• [Document segment]:
___
Teachers’ pay has also risen across the board, but the arrival of the “super-head” has added a whole new category at the top of the profession, with salaries easily into six figures. A similar spinning apart can be observed in the law and the media, where superstars command stratospheric rewards, while pay for the majority has barely moved. Even in the stolid old Civil Service, what used to be a rigid grade structure with standardised pay has been disfigured by the pernicious addition of “performance” bonuses that should have no place in the public sector.
The upshot is that the spread of pay anywhere in the professions is now too wide for MPs’ salary to be reliably pegged to any one part of it. That London has pulled even further away from the rest of the country in pay terms may also have given MPs an unrealistic idea of their place in the national pay spectrum. At just over £66,000 a year, their current salary, they are in the top 5 per cent of UK earners – and their emoluments, even under the leaner, post-scandal expenses regime, place them still higher.
For many, probably a majority, this is roughly what they would be able to earn as professionals or managers outside Parliament. On the international scale, UK MPs are somewhere in the middle; above France and Spain, a little below Germany and quite a bit below the United States – where the spread of professional salaries is far wider even than it is in Britain. The proposed rise would place British MPs on a par with their German counterparts, but would not significantly change the UK’s place in the league table.
Whatever happens next, this furore about a pay rise for MPs might best be seen as the latest stage in the long and often painful evolution of the UK Parliament from gentlemen’s club to modern legislature. There are still too many MPs who combine their responsibilities as elected representatives with other jobs – and it is no good Cameron and others defending such practices as enriching; more mobility between Parliament and the real world is desirable, but should be consecutive, not concurrent.
A salary of £66,000, plus MPs’ expenses, is already enough to enjoy a decent middle-class lifestyle without taking on other work. In recognition of this, any pay rise should be linked to a permanent change to Parliament’s hours to a regular 9-5 and an expectation that our elected representatives will take a full part in the legislative process.
In the end, though, I doubt whether even a 10 per cent pay rise will attract more people to stand for Parliament or a pay freeze cause resignations in droves – the job is a privilege as well as a responsibility. But if it does, there is a remedy: cut the numbers, and see if fewer means better and more committed MPs.
___
• [Supplied entries]:

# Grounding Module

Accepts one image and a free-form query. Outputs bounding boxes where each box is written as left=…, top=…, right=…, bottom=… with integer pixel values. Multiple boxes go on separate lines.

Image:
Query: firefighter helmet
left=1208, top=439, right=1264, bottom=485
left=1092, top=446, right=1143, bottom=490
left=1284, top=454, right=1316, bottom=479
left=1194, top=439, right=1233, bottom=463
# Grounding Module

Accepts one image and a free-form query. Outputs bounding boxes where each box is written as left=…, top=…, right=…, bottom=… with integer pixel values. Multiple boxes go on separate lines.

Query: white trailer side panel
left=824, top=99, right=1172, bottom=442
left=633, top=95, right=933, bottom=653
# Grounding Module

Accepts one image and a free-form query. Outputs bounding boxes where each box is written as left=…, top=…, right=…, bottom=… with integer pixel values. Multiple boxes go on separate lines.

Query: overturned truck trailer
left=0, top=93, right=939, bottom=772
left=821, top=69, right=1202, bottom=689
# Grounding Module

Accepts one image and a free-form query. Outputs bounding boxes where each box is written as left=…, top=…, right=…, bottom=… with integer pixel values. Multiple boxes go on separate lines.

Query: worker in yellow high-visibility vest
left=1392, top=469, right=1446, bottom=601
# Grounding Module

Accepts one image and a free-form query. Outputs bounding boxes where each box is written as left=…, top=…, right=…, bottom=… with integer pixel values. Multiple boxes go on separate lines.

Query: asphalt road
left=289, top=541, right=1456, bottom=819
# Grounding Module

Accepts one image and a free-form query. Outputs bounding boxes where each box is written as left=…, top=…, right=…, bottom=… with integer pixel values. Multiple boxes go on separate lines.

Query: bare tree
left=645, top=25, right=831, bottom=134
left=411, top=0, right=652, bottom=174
___
• [Do this]: In the article on MPs' pay, which bracket of UK earners does the current MP salary fall into? The entries are independent material and have no connection to the article on MPs' pay.

• [Answer to this task]: The top 5 percent of UK earners.